(What to do) Output, please, every line from the line that holds "the white wall" to the end, exactly as written.
————————
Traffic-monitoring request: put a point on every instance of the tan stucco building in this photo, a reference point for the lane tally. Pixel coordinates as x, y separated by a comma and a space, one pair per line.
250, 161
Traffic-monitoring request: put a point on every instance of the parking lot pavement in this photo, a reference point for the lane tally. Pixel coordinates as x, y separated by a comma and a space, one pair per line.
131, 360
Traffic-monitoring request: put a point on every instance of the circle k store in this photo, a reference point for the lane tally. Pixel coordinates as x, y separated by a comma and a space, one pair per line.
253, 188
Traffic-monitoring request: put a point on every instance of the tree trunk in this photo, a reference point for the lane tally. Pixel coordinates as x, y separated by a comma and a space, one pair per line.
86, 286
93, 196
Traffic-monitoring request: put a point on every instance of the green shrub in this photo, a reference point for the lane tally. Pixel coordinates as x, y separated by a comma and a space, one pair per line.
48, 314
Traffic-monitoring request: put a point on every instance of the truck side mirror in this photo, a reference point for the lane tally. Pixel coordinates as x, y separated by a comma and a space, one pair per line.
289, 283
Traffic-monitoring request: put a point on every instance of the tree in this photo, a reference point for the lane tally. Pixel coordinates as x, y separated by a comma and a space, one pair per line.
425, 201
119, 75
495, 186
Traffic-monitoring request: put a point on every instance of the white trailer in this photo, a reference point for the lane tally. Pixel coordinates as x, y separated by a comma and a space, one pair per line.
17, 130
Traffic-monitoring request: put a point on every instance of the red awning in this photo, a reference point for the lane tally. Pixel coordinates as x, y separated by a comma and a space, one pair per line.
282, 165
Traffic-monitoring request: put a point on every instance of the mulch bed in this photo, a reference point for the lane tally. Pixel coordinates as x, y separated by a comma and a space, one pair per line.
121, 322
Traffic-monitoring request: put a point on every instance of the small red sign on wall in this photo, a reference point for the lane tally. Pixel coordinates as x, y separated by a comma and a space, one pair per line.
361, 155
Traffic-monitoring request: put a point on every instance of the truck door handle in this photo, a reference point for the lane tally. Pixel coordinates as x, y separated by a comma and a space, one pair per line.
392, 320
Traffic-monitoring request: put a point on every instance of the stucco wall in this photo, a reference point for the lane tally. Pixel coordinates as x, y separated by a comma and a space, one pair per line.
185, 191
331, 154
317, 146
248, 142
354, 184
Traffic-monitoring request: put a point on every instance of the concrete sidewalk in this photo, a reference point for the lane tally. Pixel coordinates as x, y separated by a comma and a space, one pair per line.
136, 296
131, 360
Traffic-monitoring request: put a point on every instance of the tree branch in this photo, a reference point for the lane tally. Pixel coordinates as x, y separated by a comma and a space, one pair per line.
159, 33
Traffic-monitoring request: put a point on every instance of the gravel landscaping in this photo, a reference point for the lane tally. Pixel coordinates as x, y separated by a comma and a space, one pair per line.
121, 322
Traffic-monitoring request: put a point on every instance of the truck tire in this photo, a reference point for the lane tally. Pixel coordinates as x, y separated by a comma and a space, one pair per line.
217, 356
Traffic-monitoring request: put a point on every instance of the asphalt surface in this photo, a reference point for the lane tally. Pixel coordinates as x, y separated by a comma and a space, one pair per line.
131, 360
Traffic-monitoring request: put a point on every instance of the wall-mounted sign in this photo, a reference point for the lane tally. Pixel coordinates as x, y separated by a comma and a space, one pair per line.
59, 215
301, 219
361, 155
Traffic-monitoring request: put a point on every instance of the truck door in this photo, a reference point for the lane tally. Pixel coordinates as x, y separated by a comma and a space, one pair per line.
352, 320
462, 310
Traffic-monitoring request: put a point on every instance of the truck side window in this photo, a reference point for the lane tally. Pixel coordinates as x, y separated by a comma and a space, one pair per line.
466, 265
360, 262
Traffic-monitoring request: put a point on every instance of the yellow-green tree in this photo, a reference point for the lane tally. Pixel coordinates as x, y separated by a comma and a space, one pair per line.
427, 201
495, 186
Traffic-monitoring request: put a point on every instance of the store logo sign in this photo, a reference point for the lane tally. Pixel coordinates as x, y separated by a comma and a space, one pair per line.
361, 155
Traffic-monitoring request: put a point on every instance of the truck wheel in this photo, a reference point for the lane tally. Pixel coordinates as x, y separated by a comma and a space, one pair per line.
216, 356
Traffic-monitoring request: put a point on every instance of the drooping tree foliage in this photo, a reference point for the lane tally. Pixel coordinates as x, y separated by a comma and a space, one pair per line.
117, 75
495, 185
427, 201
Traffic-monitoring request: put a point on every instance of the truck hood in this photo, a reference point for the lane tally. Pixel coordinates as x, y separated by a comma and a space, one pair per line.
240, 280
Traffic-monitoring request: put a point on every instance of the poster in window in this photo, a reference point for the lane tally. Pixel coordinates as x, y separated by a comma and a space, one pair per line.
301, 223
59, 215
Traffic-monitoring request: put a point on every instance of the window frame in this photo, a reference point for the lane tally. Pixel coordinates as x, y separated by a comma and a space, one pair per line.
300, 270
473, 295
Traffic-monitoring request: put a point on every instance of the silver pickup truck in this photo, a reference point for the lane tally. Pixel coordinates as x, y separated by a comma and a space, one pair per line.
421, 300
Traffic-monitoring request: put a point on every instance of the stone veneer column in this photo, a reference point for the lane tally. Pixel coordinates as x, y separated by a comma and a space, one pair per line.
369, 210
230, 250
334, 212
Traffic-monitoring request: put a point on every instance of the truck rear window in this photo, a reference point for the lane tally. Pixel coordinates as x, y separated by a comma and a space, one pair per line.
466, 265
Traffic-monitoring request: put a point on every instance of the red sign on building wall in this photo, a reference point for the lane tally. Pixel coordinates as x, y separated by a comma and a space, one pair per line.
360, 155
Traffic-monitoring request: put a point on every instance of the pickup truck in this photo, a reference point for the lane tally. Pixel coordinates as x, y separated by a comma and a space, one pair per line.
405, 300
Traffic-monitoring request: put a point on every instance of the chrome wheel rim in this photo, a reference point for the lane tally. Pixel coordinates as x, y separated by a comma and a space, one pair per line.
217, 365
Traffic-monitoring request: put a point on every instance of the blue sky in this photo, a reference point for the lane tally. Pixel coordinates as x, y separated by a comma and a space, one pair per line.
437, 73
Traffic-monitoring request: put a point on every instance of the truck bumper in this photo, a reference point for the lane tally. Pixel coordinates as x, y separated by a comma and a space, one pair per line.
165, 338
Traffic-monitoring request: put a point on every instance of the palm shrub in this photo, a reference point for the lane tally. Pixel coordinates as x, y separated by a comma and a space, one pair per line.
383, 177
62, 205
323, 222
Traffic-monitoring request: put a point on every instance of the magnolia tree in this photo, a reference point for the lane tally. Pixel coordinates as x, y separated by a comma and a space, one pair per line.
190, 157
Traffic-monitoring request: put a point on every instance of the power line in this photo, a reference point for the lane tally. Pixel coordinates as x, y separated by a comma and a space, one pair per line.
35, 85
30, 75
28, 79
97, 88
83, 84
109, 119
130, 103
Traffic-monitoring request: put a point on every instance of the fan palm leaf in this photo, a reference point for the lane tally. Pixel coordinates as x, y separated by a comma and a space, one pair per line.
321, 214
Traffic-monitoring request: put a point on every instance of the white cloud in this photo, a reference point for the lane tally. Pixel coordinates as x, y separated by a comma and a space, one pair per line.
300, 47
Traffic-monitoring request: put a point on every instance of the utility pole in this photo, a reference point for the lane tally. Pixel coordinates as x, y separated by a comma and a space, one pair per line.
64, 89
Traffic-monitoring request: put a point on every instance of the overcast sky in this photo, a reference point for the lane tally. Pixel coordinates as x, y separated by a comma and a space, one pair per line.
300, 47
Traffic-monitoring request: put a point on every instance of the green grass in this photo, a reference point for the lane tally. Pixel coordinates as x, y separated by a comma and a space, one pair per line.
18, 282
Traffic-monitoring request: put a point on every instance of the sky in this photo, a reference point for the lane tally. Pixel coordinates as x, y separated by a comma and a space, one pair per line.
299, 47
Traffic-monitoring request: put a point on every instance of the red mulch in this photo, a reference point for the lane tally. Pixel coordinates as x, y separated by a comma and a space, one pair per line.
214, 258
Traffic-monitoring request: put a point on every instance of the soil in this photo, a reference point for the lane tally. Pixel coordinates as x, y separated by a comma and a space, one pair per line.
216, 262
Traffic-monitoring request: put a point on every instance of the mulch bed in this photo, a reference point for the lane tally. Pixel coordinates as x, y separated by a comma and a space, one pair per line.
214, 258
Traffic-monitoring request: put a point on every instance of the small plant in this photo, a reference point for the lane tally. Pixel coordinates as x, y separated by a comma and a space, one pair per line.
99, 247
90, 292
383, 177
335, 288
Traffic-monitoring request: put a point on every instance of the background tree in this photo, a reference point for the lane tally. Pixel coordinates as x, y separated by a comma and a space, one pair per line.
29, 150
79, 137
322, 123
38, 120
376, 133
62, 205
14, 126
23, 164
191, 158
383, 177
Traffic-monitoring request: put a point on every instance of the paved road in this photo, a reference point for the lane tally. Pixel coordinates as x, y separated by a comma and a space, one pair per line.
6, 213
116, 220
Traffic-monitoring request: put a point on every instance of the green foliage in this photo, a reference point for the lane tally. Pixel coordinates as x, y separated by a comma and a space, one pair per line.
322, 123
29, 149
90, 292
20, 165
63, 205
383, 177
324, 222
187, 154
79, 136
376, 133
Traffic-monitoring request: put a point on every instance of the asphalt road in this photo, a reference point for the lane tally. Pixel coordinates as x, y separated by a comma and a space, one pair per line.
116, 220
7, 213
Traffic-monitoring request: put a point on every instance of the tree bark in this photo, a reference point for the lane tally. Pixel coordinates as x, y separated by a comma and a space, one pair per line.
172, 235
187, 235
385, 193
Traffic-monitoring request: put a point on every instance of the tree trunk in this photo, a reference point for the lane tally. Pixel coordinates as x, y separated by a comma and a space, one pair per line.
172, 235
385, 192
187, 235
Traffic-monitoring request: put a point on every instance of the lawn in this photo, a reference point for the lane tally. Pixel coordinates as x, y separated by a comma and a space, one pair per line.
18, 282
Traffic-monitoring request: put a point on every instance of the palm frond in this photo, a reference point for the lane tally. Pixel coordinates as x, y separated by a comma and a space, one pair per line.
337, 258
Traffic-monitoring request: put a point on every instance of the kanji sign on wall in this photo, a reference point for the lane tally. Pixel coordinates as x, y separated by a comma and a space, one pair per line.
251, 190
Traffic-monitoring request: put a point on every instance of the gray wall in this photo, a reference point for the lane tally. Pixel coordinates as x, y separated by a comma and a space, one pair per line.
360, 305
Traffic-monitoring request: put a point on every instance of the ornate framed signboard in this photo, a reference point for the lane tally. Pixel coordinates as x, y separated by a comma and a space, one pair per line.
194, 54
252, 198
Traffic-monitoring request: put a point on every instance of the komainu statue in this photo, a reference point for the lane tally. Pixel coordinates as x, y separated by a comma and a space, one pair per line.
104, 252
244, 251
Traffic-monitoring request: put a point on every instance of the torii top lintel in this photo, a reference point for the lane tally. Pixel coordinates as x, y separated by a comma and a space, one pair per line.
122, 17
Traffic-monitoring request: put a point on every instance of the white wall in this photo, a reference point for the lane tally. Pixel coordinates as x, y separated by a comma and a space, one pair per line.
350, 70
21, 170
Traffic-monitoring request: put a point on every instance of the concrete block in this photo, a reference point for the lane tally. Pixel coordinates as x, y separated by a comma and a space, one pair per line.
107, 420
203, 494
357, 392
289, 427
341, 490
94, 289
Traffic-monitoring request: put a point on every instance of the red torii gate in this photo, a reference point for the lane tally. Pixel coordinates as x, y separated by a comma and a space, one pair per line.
————————
(Result)
Traffic-monitoring request: put a point on every instance of the white wall in this photo, a reference point for the lane tally. Pixel coordinates as x, y separated by a comma and a space, one pair per line.
350, 70
21, 170
Traffic-monitoring request: put a point on every instance of the concrete block in this photo, a reference point for the lane tally. Pixel coordinates as x, y separated by a comma and a space, one pair per line.
107, 420
203, 494
357, 392
289, 427
341, 490
94, 289
Traffic-monitoring request: put a point on every instance of the red torii gate in this photo, a reference point for the lane tally. Pixel coordinates as x, y separated by a comma and a space, one pair per line.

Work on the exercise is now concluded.